DOCUMENT SECTION:
/---
We started on again, in a northerly direction, accompanied for several miles by Mr. J. W. Bryant, and reached Longmont, after a ride of thirty-five miles over miserable roads, rendered more miserable by the water that overflows them from the numerous ditches along the way. Here we found that a ride back to the southwest, to Boulder, and into the mining regions of Boulder County, would make a pleasant little side excursion, and so the next noon we rode over to Boulder, twenty miles, and stopped an hour or so at one of the sampling works. Here large quantities of ore are bought off the miners, and crushed and ground fine as flour, ready to be shipped to the smelting works at Denver and other points.

The process of finding the amount of gold or silver in a sample of ore is very interesting. After the ore is reduced to a fine powder, a small quantity of it, perhaps a teaspoonful, is nicely weighed out, and put into an earthern saucer, with perhaps ten times that amount of lead ore in the same powdered state. The saucer is placed in a furnace, and the lead soon absorbs the gold and silver and settles to the bottom, leaving the worthless part of the powder to rise to the top in the shape of dark-colored glass. This button of lead, with the gold and silver absorbed in it, is then placed in a little cup made of burnt bone. This cup is then placed in the furnace and the bone absorbs all the lead, leaving a speck of the precious metal about as large as the head of a small pin. The gold and silver are then separated by placing this speck in nitric acid, which absorbs the silver, and the pure gold is left in the bottom of the glass. I understand that this process, on a small scale, is practically the same as that employed at the large smelting works. In this way miners can find out at a very little expense just what their ore is worth per ton from a comparatively small sample.

We started up Boulder CaÑon, a gorge in the mountain that is very picturesque, but whose sides are not so perpendicular as those of Williams CaÑon at Manitou. We rode and walked up this caÑon nine miles to Salina, where we stayed at night. A large stream comes roaring down the caÑon, and the narrow gauge track of the Colorado Central Railroad goes up at a very steep grade. The course of the stream is so crooked and the caÑon so narrow, that in the nine miles there are over fifty railroad bridges. All along up the caÑon the sides of the mountain are fairly honey-combed with holes, dug during the mining excitement in 1859, and since, but now the holes, shanties, and everything about the region seems to be deserted.
\---
Extracted records:
/---
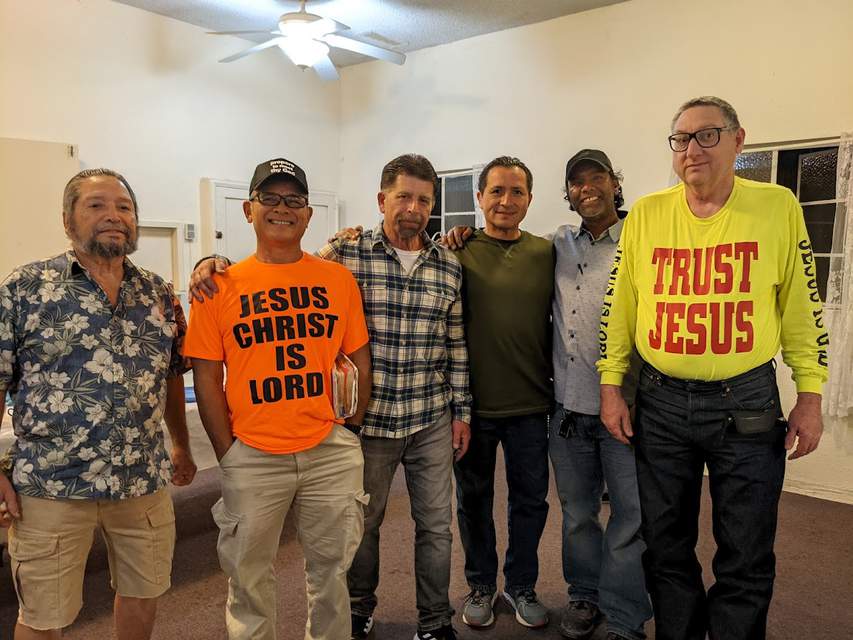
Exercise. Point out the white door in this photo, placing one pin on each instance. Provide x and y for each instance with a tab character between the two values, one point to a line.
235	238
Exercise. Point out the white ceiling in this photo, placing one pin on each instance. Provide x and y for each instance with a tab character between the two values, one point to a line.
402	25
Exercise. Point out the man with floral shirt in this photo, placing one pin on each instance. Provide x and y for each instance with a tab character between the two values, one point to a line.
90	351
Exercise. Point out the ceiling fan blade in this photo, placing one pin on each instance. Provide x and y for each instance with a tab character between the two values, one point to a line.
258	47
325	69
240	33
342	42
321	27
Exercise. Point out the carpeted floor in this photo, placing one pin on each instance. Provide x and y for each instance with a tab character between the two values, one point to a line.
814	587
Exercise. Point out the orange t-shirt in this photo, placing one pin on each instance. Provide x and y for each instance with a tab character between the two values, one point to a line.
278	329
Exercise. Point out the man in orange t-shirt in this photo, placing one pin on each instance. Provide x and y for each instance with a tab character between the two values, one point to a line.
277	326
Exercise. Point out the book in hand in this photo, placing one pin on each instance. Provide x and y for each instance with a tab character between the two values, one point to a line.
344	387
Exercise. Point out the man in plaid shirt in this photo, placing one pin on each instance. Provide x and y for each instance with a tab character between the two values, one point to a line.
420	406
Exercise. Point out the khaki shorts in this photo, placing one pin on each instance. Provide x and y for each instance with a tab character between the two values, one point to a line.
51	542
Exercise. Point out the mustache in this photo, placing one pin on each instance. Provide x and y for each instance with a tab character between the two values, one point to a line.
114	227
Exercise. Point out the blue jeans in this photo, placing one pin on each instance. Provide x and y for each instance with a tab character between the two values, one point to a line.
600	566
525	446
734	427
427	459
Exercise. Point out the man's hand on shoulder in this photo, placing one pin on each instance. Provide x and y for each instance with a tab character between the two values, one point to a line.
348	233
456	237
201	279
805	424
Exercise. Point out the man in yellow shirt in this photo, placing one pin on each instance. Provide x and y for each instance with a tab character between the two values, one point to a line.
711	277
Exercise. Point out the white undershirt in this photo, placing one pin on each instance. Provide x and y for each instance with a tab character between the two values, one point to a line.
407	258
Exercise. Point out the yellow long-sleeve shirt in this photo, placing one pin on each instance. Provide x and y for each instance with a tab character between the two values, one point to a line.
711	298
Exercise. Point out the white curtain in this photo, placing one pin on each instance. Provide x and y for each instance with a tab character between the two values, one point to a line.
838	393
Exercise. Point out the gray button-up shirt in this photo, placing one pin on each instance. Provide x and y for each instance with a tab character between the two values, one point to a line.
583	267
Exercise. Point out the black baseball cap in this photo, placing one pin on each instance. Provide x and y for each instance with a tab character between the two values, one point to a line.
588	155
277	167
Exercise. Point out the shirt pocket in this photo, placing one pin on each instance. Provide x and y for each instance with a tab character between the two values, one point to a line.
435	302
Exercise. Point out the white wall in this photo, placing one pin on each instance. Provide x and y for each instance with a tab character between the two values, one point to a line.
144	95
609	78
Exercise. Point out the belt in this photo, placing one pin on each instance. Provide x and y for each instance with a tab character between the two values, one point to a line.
\---
AIM 1:
In the travel account, what is the little cup that holds the button of lead made of?
AIM 2:
Copy a passage from the travel account word for word. Begin at the words "We started up" and stop after "to be deserted.".
AIM 3:
Carry on the travel account from its last sentence, keeping the same first-person voice.
You will not need the lines to complete any of these tasks.

RESULT 1:
Burnt bone.

RESULT 2:
We started up Boulder CaÑon, a gorge in the mountain that is very picturesque, but whose sides are not so perpendicular as those of Williams CaÑon at Manitou. We rode and walked up this caÑon nine miles to Salina, where we stayed at night. A large stream comes roaring down the caÑon, and the narrow gauge track of the Colorado Central Railroad goes up at a very steep grade. The course of the stream is so crooked and the caÑon so narrow, that in the nine miles there are over fifty railroad bridges. All along up the caÑon the sides of the mountain are fairly honey-combed with holes, dug during the mining excitement in 1859, and since, but now the holes, shanties, and everything about the region seems to be deserted.

RESULT 3:
Salina is a genuine mining town of perhaps a hundred inhabitants, and entirely different from anything that I expected. I supposed that even now a man took his life in his hands when he visited one of these mining towns, but during the evening, and all the time we were there, the place was as quiet and peaceable as any New England town—decidedly more so than any factory village. I saw many well-dressed young ladies and gentlemen all going in one direction, and found it was the night for the temperance lodge to meet, and that the members include all but about a dozen persons in the community. During the evening two little boys at the boarding-house seemed to want to get acquainted, and so I asked one how old he was. “My brother is eight years old, and I am ten days older than he is,” he answered. How that could be the little fellow was unable to explain, and so am I.

The next morning we visited the First National Mine, which, to all outward appearances, is nothing more than a small shanty up the side of the mountain, with a heap of rocks thrown out to one side of it. Inside is a hole in the floor just large enough for a half barrel bucket to go through, and beside this hole is a trap-door just large enough to let a man’s body down. The rocks are raised by a windlass run by horse power outside.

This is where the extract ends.